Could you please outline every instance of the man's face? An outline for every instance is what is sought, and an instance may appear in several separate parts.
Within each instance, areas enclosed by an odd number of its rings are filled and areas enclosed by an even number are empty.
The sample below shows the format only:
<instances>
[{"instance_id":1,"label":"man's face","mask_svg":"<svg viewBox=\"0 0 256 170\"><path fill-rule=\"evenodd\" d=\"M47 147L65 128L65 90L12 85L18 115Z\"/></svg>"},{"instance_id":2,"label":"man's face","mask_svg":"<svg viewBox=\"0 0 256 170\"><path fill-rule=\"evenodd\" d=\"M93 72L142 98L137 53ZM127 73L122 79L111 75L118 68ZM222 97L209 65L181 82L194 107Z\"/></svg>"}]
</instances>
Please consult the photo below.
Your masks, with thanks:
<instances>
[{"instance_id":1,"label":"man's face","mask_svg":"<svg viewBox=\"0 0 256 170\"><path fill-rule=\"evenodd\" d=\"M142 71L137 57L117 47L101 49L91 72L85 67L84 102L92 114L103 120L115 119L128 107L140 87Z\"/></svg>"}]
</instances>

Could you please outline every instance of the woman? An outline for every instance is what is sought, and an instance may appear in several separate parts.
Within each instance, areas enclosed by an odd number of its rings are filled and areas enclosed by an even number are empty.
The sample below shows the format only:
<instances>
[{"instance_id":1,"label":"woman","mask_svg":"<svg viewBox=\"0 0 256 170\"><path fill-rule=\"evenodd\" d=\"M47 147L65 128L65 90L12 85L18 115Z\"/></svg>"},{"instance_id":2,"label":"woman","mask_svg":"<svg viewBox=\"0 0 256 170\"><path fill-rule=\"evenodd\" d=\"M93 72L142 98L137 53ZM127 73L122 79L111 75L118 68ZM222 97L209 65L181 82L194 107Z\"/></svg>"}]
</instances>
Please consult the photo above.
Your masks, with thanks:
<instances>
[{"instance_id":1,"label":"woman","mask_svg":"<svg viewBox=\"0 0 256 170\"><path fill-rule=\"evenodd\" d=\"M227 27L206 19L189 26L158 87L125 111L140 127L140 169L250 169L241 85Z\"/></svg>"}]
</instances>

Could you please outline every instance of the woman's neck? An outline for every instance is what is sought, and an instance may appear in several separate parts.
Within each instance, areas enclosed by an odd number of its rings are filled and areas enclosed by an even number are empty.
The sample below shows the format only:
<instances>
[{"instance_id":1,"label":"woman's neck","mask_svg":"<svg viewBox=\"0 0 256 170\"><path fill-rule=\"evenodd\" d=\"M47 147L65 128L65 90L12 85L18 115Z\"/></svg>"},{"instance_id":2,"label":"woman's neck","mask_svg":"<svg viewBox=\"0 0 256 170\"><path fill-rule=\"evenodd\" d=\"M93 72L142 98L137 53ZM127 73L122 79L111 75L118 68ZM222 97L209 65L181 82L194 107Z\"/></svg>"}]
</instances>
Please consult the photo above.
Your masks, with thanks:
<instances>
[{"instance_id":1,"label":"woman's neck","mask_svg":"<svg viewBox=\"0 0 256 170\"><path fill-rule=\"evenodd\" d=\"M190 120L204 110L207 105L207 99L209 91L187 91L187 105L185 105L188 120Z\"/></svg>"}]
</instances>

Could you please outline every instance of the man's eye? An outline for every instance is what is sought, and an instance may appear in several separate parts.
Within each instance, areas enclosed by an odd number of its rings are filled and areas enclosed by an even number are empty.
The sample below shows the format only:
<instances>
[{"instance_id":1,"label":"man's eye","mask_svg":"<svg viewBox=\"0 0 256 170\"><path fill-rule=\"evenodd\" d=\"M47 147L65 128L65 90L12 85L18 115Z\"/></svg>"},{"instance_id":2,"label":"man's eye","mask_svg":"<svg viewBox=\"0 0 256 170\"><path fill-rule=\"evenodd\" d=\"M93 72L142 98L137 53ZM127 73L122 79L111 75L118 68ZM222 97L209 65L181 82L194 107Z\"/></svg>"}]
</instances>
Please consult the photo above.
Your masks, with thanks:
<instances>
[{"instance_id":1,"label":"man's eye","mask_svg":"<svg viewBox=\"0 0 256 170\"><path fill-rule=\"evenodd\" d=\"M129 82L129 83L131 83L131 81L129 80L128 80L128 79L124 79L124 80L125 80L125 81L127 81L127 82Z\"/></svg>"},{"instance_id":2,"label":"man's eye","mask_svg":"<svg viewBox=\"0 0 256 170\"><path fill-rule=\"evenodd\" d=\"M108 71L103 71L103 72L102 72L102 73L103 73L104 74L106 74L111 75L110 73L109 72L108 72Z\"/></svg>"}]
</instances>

· · ·

_Task statement_: Reproduce every one of the lines above, replacing each occurrence of "with thanks" with "as requested" and leaving all other text unchanged.

_Complete answer_:
Could you please outline every instance of the man's face? An outline for every instance is what is sought, and an instance may appear in several separate parts.
Within each instance, areas enclosed by an odd number of its rings are filled and areas enclosed by an even number are empty.
The sample below shows the format only:
<instances>
[{"instance_id":1,"label":"man's face","mask_svg":"<svg viewBox=\"0 0 256 170\"><path fill-rule=\"evenodd\" d=\"M47 147L65 128L65 90L12 85L18 115Z\"/></svg>"},{"instance_id":2,"label":"man's face","mask_svg":"<svg viewBox=\"0 0 256 170\"><path fill-rule=\"evenodd\" d=\"M93 72L142 98L137 53ZM127 73L122 79L111 75L118 68ZM222 97L209 65L181 82L194 107Z\"/></svg>"}]
</instances>
Please consult the photo below.
Your masks, as requested:
<instances>
[{"instance_id":1,"label":"man's face","mask_svg":"<svg viewBox=\"0 0 256 170\"><path fill-rule=\"evenodd\" d=\"M142 71L137 57L117 47L101 49L91 72L85 67L84 102L92 114L103 120L115 119L128 107L140 87Z\"/></svg>"}]
</instances>

Could you please outline every instance of the woman? An outline for every instance is what is sought, and an instance may appear in several separate parts.
Within each instance, areas enclosed by an odd number of its rings are filled and areas enclosed by an even number are empty.
The sample below shows the format only:
<instances>
[{"instance_id":1,"label":"woman","mask_svg":"<svg viewBox=\"0 0 256 170\"><path fill-rule=\"evenodd\" d=\"M47 147L65 128L65 90L12 85L18 115Z\"/></svg>"},{"instance_id":2,"label":"woman","mask_svg":"<svg viewBox=\"0 0 256 170\"><path fill-rule=\"evenodd\" d=\"M93 72L142 98L137 53ZM127 73L122 79L111 75L118 68ZM222 97L209 65L181 82L194 107Z\"/></svg>"}]
</instances>
Please consult the photo above.
Your masks, as requested:
<instances>
[{"instance_id":1,"label":"woman","mask_svg":"<svg viewBox=\"0 0 256 170\"><path fill-rule=\"evenodd\" d=\"M227 27L206 19L189 26L158 87L125 111L140 127L140 169L250 169L241 85Z\"/></svg>"}]
</instances>

Could you please outline every instance of the woman's neck? An outline for every instance is what is sought, and an instance may appear in several separate parts.
Within each instance, areas enclosed by an odd number of its rings are filled and areas enclosed by an even number are empty.
The sample below shows the format only:
<instances>
[{"instance_id":1,"label":"woman's neck","mask_svg":"<svg viewBox=\"0 0 256 170\"><path fill-rule=\"evenodd\" d=\"M47 147L65 128L65 90L12 85L18 115Z\"/></svg>"},{"instance_id":2,"label":"woman's neck","mask_svg":"<svg viewBox=\"0 0 256 170\"><path fill-rule=\"evenodd\" d=\"M93 72L142 98L137 53ZM127 73L122 79L111 75L118 68ZM222 97L209 65L181 82L194 107Z\"/></svg>"}]
</instances>
Please consult the photo above.
Your masks, as requested:
<instances>
[{"instance_id":1,"label":"woman's neck","mask_svg":"<svg viewBox=\"0 0 256 170\"><path fill-rule=\"evenodd\" d=\"M190 120L204 110L207 105L207 99L209 91L187 91L187 105L185 105L188 120Z\"/></svg>"}]
</instances>

Could you please outline every instance of the man's eye? An outline for every instance is what is sought, and an instance may appear in several separate parts.
Within each instance, areas enclosed by an odd number of its rings are filled and areas enclosed by an even number are empty.
The sample below shows the format only:
<instances>
[{"instance_id":1,"label":"man's eye","mask_svg":"<svg viewBox=\"0 0 256 170\"><path fill-rule=\"evenodd\" d=\"M47 147L65 128L65 90L12 85L18 115Z\"/></svg>"},{"instance_id":2,"label":"man's eye","mask_svg":"<svg viewBox=\"0 0 256 170\"><path fill-rule=\"evenodd\" d=\"M93 72L142 98L137 53ZM127 73L122 79L111 75L118 68ZM222 97L209 65L181 82L194 107Z\"/></svg>"}]
</instances>
Please consult the photo above.
Your masks, as requested:
<instances>
[{"instance_id":1,"label":"man's eye","mask_svg":"<svg viewBox=\"0 0 256 170\"><path fill-rule=\"evenodd\" d=\"M129 82L129 83L131 83L131 81L129 80L128 80L128 79L124 79L124 80L125 80L125 81L127 81L127 82Z\"/></svg>"},{"instance_id":2,"label":"man's eye","mask_svg":"<svg viewBox=\"0 0 256 170\"><path fill-rule=\"evenodd\" d=\"M108 71L103 71L103 72L102 72L102 73L103 73L104 74L106 74L111 75L110 73L109 72L108 72Z\"/></svg>"}]
</instances>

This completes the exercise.